Stored data entries:
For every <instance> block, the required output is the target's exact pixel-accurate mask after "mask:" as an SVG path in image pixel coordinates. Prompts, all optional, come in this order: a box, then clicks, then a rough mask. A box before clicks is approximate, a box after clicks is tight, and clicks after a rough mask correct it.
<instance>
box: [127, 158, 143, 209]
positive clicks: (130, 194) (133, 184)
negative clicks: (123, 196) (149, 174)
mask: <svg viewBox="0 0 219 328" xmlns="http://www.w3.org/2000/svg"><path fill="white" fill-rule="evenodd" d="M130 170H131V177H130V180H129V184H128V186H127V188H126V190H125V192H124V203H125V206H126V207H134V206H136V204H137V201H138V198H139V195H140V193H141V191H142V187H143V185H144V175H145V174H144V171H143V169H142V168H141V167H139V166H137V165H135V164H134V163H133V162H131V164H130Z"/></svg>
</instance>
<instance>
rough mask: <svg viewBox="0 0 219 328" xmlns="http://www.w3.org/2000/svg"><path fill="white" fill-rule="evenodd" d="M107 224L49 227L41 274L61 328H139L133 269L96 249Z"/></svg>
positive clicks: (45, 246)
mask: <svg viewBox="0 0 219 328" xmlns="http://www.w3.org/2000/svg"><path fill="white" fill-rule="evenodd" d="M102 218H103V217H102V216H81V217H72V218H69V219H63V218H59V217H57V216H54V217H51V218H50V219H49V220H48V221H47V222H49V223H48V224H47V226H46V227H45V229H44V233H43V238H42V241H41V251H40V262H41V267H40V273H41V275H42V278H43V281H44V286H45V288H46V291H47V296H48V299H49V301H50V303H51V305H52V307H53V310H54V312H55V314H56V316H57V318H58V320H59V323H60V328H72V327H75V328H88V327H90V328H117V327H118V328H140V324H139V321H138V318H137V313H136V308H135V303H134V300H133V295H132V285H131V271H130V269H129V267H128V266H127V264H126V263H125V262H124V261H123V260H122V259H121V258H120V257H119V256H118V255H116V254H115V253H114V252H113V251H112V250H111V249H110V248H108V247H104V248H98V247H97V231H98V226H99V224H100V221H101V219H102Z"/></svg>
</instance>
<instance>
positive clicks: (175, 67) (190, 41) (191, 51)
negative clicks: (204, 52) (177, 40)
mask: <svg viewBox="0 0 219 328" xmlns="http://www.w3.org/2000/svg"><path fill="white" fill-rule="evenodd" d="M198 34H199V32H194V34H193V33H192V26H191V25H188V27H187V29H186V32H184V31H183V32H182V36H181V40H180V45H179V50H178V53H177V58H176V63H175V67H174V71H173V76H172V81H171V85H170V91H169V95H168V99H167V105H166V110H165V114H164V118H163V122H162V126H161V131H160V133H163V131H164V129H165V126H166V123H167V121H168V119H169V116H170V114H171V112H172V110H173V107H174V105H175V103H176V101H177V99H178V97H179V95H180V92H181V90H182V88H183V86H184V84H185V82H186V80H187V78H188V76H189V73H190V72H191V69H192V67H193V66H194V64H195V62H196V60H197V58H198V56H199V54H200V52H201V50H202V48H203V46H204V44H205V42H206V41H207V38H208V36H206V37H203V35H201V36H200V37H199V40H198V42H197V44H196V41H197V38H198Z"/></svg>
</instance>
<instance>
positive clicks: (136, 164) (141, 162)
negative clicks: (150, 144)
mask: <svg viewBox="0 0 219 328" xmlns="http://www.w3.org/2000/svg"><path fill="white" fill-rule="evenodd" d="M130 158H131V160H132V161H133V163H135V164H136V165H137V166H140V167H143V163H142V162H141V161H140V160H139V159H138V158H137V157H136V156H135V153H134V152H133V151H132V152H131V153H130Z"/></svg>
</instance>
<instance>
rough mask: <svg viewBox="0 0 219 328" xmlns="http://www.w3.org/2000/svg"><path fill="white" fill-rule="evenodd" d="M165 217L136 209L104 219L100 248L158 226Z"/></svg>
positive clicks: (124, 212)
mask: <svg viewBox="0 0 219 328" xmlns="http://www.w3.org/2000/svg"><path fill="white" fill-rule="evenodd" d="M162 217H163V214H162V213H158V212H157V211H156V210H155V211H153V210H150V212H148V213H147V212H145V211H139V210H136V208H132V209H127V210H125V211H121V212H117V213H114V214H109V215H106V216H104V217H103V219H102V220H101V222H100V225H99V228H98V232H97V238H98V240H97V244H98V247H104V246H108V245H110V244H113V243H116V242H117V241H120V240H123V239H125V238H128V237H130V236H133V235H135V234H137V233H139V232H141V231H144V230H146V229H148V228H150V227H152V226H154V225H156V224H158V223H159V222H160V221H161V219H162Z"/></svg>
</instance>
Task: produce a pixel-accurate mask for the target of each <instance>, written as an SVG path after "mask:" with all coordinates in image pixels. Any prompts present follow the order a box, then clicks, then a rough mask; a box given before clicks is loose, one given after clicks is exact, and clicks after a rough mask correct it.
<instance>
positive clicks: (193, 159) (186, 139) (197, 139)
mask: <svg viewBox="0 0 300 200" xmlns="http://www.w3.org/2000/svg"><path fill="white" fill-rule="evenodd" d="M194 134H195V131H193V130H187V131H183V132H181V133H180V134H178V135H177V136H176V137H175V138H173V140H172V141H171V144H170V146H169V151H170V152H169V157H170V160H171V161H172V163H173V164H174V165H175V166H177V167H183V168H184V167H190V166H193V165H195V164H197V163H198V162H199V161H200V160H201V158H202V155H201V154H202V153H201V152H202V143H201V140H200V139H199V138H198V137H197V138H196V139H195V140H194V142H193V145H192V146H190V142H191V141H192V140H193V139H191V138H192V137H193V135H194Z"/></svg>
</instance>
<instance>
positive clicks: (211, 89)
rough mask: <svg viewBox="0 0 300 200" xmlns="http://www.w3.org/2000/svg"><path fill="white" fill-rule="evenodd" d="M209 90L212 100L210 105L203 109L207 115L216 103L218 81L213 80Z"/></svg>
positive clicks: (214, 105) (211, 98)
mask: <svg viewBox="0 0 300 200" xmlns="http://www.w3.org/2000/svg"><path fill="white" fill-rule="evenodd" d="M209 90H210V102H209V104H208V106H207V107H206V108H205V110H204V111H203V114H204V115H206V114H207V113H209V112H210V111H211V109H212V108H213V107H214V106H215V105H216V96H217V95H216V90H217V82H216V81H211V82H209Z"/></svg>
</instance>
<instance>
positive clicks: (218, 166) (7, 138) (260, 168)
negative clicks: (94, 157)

§ WHAT YOU HAVE TO DO
Return every line of the listing above that contains the string "negative".

§ SOLUTION FOR THIS EXERCISE
negative clicks: (123, 196) (149, 174)
negative clicks: (204, 52) (177, 40)
negative clicks: (150, 144)
negative clicks: (94, 157)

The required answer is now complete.